Exercise inputs:
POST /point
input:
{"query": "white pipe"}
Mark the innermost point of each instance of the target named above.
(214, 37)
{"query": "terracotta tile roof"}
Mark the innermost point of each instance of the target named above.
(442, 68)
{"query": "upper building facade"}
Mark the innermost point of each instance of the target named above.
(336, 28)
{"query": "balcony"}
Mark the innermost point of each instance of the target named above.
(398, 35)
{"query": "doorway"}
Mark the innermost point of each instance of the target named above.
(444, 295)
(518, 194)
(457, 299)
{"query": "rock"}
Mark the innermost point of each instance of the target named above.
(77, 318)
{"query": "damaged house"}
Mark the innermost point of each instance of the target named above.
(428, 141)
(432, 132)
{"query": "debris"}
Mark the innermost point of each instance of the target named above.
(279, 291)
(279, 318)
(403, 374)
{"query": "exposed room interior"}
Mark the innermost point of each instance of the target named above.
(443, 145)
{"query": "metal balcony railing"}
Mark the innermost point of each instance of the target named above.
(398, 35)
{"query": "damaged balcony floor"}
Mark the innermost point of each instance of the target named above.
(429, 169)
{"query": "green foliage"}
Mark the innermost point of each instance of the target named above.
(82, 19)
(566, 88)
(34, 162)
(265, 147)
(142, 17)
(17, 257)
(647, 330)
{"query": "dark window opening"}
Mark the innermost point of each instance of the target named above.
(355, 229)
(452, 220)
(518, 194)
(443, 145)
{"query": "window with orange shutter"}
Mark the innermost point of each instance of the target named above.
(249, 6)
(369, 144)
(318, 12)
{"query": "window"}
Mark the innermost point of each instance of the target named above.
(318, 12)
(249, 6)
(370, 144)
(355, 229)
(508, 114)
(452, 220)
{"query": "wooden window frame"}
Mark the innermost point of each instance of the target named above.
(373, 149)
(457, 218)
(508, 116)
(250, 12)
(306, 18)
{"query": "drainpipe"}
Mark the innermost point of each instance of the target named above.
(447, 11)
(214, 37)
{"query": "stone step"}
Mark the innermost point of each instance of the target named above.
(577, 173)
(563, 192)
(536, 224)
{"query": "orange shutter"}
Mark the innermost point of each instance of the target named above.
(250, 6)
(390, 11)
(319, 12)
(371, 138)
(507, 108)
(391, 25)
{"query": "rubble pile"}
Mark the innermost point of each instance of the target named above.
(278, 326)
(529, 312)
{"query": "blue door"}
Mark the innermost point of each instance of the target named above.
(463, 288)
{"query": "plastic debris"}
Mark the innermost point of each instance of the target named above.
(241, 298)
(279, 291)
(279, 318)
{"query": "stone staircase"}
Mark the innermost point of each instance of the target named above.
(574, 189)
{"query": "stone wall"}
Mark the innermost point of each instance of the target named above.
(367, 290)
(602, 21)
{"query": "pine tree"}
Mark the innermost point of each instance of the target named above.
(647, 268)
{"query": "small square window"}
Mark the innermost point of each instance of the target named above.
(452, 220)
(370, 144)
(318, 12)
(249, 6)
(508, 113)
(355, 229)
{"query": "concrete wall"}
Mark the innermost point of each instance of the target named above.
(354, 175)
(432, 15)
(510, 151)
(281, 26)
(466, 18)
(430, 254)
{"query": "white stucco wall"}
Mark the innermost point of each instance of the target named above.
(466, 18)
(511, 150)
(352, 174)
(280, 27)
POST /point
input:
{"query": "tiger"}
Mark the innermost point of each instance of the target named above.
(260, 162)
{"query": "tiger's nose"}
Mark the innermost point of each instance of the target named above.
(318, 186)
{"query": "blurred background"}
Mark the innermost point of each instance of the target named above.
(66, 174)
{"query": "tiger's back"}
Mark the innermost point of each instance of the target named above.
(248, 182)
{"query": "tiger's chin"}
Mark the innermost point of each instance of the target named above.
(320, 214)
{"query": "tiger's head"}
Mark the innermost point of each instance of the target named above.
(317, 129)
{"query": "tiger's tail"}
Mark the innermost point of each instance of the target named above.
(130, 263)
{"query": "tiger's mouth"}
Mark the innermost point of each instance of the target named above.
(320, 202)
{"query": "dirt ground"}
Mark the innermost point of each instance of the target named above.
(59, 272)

Exercise brief:
A single number is needed: the count of lines in the records that contain "shutter".

Solution for this task:
2